Problem -> Repeat word for word the part of the listing below that opens with the line containing "of the firefighter's" and closes with the line containing "[[327, 58]]", including both of those lines.

+ + + +

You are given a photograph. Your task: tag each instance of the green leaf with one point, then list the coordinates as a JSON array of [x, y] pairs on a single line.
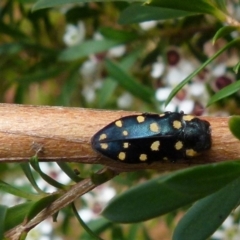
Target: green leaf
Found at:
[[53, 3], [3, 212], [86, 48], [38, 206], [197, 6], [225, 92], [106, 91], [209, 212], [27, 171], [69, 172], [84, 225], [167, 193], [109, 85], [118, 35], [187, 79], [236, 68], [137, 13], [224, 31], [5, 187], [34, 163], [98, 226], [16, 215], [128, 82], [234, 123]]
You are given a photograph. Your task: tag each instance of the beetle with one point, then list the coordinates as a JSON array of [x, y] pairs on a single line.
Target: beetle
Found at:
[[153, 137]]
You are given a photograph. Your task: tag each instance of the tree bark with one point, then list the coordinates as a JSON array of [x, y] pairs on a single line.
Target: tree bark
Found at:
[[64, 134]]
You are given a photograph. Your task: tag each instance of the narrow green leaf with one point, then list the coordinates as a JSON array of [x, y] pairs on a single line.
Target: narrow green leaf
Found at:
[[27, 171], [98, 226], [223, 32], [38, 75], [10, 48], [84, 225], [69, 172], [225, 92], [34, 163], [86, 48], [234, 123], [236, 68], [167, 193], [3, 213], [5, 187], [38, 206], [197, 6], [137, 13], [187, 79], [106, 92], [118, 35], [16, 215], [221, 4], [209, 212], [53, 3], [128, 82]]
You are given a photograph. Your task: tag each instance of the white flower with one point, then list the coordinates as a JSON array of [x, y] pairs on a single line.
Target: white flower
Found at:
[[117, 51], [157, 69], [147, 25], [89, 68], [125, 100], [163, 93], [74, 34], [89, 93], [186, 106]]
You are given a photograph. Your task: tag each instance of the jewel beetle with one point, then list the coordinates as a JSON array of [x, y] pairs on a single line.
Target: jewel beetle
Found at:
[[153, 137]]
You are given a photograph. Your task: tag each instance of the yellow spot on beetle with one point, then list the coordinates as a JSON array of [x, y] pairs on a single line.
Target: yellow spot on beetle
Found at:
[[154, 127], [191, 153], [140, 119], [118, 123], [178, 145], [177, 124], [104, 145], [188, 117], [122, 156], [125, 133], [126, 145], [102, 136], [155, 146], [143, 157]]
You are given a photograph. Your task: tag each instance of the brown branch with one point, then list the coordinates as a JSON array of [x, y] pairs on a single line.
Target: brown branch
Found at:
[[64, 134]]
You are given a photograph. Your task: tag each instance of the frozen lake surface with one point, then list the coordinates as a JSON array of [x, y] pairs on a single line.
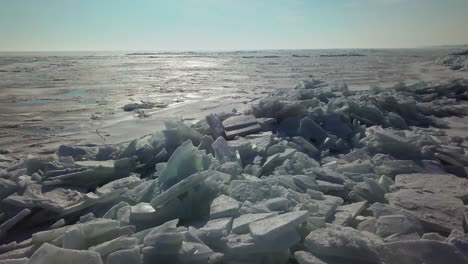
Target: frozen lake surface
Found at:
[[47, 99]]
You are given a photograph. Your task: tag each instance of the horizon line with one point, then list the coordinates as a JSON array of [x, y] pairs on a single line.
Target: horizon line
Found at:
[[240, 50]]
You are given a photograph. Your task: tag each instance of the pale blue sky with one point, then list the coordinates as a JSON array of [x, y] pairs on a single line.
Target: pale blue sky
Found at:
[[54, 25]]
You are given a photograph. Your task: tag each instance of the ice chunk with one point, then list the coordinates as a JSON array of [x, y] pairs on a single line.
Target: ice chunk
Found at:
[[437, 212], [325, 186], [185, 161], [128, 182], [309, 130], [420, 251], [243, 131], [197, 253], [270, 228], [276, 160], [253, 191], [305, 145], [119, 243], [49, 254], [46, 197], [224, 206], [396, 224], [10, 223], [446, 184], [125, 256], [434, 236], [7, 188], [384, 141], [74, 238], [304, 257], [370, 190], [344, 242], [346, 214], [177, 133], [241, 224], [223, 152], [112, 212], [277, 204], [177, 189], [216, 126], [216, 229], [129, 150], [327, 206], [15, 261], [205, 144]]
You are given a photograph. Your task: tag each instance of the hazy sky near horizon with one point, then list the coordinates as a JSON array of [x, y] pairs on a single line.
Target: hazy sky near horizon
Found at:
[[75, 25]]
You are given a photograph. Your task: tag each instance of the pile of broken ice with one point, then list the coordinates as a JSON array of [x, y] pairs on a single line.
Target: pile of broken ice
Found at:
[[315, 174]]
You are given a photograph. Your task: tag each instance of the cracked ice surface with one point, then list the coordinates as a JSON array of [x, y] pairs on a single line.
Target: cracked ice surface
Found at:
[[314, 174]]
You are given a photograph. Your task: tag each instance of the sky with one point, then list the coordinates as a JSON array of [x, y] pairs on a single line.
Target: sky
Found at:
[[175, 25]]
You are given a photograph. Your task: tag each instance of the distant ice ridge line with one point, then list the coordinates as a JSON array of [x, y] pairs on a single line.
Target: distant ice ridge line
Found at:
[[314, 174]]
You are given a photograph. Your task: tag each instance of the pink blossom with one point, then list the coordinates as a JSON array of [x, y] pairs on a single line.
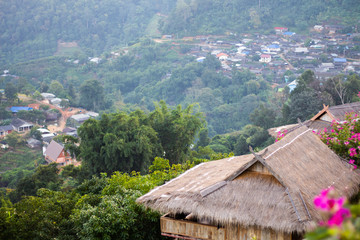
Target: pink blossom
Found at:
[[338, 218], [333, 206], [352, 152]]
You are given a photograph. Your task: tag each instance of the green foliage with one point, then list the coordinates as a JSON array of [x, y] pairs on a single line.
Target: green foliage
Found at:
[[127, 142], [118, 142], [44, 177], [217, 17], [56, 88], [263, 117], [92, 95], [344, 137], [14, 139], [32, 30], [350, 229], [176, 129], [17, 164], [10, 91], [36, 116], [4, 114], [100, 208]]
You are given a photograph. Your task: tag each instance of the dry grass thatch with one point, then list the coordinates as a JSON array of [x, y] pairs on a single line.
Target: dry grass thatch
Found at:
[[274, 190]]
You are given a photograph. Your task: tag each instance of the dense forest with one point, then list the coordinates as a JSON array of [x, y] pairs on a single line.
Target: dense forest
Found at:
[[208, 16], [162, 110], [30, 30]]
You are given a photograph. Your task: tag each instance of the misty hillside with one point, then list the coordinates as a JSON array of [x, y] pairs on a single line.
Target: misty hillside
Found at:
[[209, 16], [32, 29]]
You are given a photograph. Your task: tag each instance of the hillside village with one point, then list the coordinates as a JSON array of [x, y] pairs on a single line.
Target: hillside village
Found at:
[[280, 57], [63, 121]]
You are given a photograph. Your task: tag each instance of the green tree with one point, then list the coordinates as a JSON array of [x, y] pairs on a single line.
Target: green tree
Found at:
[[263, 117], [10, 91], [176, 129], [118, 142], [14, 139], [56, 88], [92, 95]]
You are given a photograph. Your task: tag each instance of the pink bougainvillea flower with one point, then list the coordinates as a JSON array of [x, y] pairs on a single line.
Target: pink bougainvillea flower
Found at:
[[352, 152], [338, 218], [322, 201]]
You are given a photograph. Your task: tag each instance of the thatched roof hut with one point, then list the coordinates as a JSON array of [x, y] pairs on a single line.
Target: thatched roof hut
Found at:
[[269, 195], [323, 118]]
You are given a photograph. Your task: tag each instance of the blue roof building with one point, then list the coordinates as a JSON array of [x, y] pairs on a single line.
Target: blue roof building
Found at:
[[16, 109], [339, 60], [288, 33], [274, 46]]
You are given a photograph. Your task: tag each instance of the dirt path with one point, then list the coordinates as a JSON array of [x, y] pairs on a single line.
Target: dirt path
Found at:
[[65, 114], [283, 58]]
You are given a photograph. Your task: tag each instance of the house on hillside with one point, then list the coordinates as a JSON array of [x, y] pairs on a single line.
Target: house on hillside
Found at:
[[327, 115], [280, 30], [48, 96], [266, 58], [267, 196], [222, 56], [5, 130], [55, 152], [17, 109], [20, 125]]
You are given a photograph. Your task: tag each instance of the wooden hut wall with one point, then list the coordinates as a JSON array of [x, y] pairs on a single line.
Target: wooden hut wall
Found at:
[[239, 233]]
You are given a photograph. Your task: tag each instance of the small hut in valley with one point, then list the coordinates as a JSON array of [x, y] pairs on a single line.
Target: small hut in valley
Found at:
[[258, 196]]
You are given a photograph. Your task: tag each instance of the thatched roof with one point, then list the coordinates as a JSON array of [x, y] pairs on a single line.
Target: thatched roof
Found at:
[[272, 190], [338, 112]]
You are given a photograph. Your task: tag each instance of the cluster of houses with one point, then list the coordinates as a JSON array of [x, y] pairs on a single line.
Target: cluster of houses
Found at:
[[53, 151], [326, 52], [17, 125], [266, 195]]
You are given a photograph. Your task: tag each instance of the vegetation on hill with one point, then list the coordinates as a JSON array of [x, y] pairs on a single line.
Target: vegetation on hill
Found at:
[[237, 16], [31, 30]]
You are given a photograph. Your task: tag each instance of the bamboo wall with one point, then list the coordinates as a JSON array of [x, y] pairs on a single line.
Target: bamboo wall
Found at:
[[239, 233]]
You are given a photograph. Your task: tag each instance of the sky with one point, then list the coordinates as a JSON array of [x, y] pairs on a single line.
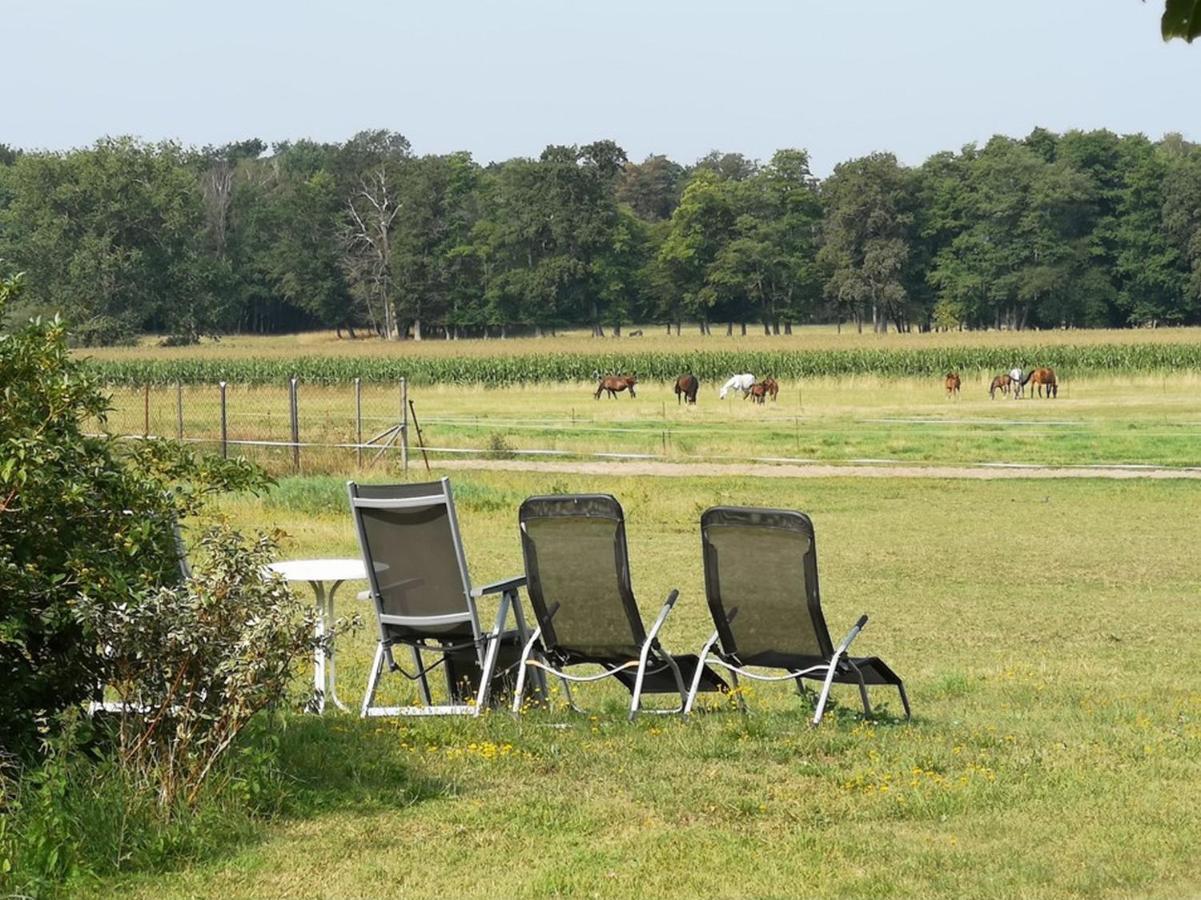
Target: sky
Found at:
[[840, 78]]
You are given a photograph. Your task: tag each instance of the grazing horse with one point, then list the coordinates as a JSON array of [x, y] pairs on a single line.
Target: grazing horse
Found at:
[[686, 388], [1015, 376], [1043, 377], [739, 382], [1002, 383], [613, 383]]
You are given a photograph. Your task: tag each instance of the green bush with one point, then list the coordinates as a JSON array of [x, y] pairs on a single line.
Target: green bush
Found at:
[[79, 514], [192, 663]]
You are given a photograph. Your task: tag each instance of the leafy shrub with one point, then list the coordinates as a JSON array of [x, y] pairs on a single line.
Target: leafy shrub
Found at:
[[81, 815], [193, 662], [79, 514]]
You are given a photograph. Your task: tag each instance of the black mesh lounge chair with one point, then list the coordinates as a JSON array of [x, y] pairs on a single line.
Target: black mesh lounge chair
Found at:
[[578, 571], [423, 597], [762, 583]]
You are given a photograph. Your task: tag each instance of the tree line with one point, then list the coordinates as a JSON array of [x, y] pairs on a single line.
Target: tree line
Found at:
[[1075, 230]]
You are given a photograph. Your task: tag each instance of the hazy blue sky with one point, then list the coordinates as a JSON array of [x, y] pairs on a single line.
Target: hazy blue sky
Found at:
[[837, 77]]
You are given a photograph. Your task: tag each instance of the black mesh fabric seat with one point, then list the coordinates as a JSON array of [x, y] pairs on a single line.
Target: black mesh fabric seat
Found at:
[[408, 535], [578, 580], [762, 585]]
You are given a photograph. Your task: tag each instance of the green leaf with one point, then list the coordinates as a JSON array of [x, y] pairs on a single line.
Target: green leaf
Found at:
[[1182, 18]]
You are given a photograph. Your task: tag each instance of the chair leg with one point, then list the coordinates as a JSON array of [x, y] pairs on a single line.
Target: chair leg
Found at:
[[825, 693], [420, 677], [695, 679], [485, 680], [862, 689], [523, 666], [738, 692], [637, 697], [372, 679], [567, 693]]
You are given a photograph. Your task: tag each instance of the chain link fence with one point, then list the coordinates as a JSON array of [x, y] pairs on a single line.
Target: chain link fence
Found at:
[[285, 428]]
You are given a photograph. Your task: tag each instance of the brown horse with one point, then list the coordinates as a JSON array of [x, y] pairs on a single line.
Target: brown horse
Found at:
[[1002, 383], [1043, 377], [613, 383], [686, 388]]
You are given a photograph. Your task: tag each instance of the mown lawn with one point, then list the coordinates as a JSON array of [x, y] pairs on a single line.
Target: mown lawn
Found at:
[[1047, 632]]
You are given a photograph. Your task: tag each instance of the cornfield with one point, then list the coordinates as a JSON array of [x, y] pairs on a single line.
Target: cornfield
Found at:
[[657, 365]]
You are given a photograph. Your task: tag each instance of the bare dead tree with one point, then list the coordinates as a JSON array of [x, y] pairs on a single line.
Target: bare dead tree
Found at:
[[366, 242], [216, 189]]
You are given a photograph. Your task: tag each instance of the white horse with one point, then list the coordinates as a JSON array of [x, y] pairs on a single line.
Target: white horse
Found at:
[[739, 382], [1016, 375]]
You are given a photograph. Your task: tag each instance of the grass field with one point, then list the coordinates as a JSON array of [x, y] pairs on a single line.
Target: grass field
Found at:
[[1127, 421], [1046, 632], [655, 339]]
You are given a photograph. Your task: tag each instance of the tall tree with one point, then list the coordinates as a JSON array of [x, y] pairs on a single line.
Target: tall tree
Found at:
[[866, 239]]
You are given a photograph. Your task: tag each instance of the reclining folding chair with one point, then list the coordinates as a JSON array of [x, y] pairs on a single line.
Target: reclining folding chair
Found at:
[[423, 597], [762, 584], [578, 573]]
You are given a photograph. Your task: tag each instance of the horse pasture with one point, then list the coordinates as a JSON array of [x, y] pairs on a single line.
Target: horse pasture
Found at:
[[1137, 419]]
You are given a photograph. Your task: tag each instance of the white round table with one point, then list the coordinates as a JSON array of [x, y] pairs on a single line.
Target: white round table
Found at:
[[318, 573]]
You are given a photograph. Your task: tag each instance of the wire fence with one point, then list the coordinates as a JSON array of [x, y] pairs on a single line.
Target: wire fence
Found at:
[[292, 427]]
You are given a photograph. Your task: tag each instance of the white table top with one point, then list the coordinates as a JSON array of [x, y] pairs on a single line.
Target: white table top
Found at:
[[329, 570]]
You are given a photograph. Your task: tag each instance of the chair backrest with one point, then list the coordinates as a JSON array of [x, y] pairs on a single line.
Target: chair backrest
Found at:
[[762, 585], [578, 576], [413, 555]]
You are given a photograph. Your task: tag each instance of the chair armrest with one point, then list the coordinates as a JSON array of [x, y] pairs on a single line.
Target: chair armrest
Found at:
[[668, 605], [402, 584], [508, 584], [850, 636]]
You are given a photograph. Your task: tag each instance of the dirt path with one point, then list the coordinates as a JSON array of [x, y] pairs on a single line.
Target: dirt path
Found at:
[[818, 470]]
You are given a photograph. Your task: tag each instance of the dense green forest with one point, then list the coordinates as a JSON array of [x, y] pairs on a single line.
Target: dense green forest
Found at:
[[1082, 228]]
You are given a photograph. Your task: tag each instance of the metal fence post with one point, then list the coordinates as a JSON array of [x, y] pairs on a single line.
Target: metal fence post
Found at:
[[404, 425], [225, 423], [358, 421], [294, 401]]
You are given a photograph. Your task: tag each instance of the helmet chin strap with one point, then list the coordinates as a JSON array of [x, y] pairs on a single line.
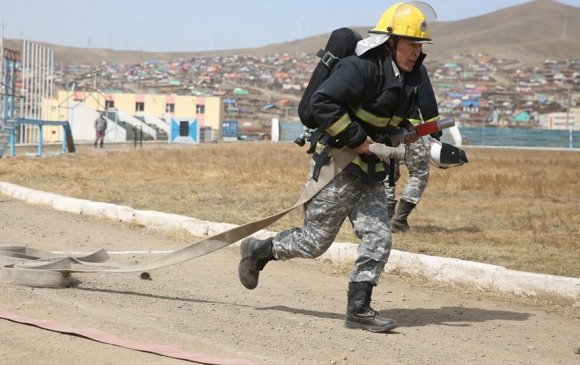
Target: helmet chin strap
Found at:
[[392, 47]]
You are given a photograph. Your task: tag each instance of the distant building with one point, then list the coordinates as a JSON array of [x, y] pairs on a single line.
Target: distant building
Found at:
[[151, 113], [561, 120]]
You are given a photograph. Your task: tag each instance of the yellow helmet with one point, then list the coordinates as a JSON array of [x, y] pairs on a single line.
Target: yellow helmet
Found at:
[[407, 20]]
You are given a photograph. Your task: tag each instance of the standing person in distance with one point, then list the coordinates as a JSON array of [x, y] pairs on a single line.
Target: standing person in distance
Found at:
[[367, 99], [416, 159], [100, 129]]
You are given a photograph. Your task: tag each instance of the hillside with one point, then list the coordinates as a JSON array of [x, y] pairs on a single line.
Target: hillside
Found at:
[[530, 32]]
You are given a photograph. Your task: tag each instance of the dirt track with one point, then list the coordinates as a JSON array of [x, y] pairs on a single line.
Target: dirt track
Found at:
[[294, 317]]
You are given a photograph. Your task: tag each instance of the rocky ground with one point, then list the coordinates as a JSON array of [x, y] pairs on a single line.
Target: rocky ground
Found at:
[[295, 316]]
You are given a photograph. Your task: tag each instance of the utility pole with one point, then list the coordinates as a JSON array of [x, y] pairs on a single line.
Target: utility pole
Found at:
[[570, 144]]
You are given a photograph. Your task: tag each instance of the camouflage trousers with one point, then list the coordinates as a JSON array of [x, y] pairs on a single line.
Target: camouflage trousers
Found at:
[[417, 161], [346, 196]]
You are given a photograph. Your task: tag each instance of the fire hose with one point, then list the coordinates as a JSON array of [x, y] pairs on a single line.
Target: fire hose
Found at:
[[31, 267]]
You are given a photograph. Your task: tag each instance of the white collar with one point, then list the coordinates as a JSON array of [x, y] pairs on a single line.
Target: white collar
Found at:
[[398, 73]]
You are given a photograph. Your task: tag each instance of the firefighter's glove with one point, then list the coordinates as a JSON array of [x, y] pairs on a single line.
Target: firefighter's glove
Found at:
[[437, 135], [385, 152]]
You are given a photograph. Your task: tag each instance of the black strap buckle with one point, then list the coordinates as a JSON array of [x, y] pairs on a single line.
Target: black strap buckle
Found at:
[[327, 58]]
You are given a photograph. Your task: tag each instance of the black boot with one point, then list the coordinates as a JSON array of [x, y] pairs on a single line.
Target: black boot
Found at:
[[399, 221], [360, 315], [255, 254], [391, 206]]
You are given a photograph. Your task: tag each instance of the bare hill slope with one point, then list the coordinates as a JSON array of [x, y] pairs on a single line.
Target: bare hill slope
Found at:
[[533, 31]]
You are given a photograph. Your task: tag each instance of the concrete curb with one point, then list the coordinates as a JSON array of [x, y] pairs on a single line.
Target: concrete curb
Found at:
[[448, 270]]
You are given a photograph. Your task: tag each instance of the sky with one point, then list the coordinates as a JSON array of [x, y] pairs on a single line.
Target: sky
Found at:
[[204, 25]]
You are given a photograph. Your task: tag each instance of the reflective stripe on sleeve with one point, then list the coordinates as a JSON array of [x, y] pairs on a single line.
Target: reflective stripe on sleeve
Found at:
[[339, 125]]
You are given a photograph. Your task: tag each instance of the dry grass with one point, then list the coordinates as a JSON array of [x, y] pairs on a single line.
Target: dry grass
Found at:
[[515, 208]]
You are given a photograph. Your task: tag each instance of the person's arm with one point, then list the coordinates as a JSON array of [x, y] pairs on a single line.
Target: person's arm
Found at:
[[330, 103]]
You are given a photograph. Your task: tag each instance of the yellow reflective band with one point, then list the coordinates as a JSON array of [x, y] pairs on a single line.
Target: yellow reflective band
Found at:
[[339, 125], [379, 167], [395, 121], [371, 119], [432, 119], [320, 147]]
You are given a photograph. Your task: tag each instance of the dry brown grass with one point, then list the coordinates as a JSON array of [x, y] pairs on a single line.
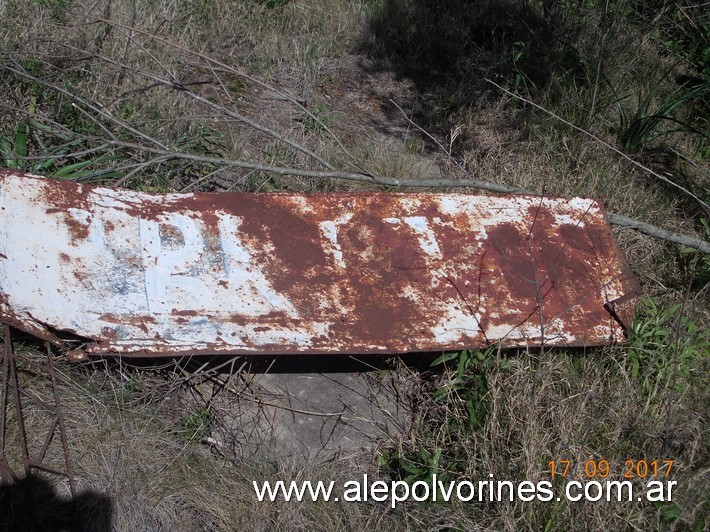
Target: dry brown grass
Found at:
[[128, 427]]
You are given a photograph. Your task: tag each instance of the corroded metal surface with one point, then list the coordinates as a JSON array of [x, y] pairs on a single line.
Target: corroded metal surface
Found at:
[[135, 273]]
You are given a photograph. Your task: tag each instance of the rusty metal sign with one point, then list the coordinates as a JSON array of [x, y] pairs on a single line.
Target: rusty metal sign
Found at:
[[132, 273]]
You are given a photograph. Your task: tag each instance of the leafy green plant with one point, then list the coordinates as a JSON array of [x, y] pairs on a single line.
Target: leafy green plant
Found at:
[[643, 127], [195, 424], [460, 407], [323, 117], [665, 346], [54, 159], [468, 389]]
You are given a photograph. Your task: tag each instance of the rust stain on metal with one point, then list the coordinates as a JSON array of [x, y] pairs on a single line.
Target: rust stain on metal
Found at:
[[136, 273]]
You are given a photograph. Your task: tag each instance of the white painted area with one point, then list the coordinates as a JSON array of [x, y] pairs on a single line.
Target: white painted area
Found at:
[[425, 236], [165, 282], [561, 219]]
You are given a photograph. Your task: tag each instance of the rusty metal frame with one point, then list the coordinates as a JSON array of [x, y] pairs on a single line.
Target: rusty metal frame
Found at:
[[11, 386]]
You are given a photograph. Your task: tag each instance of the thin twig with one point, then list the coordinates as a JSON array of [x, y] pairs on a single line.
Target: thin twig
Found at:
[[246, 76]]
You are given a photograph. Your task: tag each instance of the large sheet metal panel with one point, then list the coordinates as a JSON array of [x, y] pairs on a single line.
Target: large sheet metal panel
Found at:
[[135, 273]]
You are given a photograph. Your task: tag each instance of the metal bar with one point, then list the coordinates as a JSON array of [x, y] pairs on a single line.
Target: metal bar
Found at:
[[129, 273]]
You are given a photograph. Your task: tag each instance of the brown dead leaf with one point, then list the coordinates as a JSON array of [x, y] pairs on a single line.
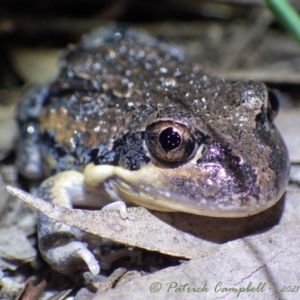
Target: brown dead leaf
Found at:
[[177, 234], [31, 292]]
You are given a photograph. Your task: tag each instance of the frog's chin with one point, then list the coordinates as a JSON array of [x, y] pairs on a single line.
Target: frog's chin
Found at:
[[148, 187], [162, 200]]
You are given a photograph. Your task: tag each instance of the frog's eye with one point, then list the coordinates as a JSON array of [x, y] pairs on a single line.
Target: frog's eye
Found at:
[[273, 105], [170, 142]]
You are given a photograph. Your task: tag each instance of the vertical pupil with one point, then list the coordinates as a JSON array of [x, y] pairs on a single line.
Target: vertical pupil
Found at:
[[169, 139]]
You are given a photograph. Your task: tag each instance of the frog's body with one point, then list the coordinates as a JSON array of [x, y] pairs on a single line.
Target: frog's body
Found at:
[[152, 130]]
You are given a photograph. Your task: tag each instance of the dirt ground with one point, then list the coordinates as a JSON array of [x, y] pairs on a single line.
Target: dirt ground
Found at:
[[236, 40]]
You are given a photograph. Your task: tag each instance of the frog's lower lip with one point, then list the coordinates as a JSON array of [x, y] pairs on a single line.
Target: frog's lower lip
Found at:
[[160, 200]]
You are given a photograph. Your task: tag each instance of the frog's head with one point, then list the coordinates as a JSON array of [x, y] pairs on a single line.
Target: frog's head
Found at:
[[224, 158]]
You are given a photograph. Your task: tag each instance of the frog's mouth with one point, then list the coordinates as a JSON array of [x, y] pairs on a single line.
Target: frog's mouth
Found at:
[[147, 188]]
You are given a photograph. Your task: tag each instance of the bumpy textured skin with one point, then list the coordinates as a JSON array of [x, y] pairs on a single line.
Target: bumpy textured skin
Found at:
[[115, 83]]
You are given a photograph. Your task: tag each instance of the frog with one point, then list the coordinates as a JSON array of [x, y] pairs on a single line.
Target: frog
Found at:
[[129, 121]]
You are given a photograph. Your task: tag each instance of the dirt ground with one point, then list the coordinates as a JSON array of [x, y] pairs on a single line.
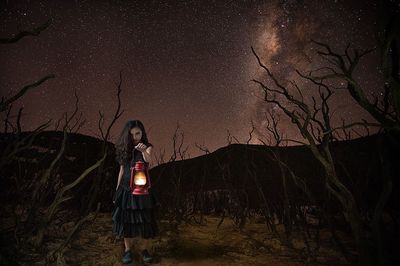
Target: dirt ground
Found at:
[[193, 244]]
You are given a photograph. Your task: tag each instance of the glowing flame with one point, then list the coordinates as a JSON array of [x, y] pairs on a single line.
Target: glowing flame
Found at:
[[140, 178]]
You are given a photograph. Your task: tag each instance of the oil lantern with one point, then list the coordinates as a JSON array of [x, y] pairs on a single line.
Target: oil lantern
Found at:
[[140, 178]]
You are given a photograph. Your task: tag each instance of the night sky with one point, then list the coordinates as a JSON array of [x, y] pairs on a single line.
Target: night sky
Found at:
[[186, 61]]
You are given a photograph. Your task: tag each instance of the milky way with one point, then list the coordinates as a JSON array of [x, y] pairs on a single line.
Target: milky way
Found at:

+ + + +

Response to the task ->
You are given a photograph. Your task: tag each instance of the firefighter's glove with one point, then list the coordinates as a JSON array of [x, y] pairs on a single line.
Target: firefighter's glove
Found at:
[[437, 135], [385, 152]]
You are given a photograph. Your task: tag each instance of the black strap buckle with one point, then list the coordinates as a JSON array of [x, y] pairs on a single line.
Target: black strap buckle
Found at:
[[327, 58]]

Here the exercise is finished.